_Work request_.
What you return must match the records below character for character, except that no picture appears.

■ ■ ■ ■ ■ ■ ■

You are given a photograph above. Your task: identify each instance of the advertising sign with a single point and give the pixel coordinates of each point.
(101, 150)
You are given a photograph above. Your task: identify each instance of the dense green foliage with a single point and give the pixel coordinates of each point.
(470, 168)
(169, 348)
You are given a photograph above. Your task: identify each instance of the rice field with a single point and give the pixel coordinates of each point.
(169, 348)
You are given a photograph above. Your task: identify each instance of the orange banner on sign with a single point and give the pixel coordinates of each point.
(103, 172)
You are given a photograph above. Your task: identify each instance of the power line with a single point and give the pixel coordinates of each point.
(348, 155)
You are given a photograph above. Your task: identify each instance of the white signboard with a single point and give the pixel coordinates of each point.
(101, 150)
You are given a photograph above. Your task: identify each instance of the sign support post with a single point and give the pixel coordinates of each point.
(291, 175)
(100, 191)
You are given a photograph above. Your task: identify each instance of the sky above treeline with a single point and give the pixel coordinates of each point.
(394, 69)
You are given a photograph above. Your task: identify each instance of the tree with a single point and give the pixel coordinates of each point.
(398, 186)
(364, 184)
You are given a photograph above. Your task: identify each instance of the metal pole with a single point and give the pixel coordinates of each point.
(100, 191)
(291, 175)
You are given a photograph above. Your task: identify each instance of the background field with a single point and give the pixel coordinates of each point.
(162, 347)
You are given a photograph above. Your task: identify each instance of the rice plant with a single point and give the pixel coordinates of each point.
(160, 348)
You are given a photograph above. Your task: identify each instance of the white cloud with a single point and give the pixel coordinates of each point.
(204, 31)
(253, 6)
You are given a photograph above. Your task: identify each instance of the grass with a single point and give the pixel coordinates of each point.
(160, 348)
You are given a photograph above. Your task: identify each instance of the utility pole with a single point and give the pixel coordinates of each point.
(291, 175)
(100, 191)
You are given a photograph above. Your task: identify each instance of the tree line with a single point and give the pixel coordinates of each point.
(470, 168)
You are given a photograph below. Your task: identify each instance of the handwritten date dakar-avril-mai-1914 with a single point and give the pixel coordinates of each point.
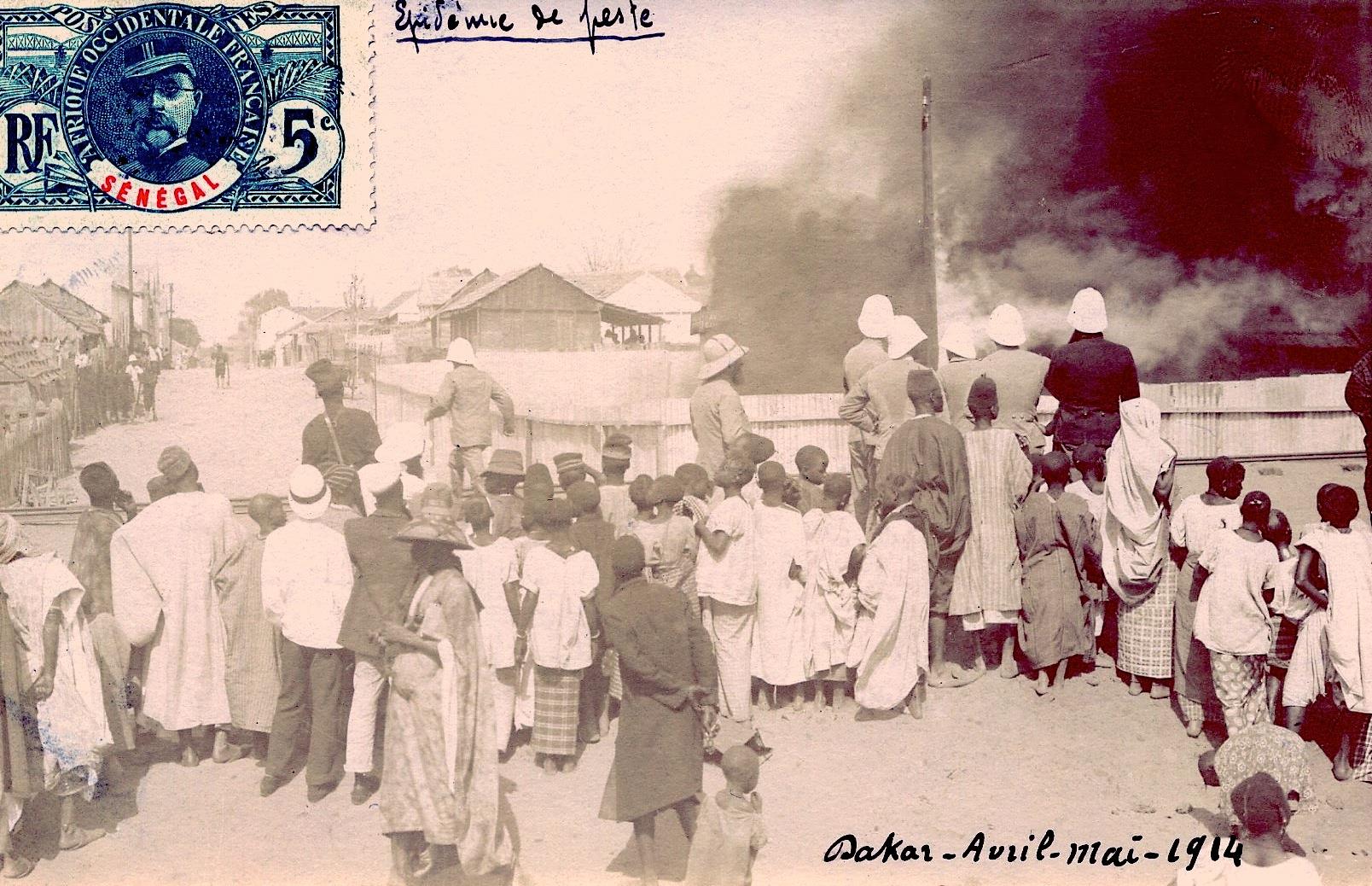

■ ■ ■ ■ ■ ■ ■

_Final answer_.
You are given a photograph above. Your task: identify each instance of the advertising sign with a single point and give the pixel coordinates of each point.
(101, 150)
You are given a photograph above. Your task: identify each instance of the dense green foliage with a single point and give the pixel coordinates of each point.
(470, 168)
(169, 348)
You are given a photograph above. Your task: identify each instance of the rice field with a single point and give the pixel coordinates of each point.
(169, 348)
You are given a photograph above. Your task: identify each instance of the orange banner on sign with a single point and give the pixel coordinates of each point.
(103, 172)
You are given a photograph above. Your task: identify each instance of the power line with a single point and give the pixel coordinates of each point.
(348, 155)
You are given a photograph above. Your task: identify each instance of the white signboard with a single point and give the pixel coordinates of each point.
(101, 150)
You are given a photograph above. Your task: identify each instance of the sign support post with a single point and give the pixel coordinates of each point.
(291, 175)
(100, 191)
You are given a photograph above. Your task: identify each instance of the sky above treeline with a single point and give the pixel coordinates of each point.
(394, 69)
You are given a photograph above. Your task: identify each instance of the tree with a single point and give the pixel coordinates of each point.
(398, 186)
(364, 184)
You are given a photograph above. Your task: identify each instance of the metal pole with a single point and give the pixel coordinates of each point.
(100, 191)
(291, 175)
You are given a photograph above. Your task: identify each instance of the background field with a single point and give the pixel coordinates of each point.
(162, 347)
You are given a photograph above. Your task: identify each instance of the rice plant with a single point and give the pixel coordinates of each point.
(160, 348)
You are given a photograph above. Your task: identify each instance of the white cloud with a single point and give the pixel coordinates of each point.
(204, 31)
(253, 6)
You are given a photograph above. Your task: identify each instance of the grass with a single point and give the pixel coordinates of each point.
(160, 348)
You are given a photograph above. Your task: identify each instance of the utility pole with a single point and give the pixel coordinates of each point.
(291, 175)
(100, 191)
You are given a photograph above. Your task: identify each instance of the tree line with a single point and give the pixel coordinates of each point.
(470, 168)
You are given a photograph below. Your task: identify each instance of the handwritten date dakar-avril-mai-1914 with a single point and give the pixel coordinates of each point.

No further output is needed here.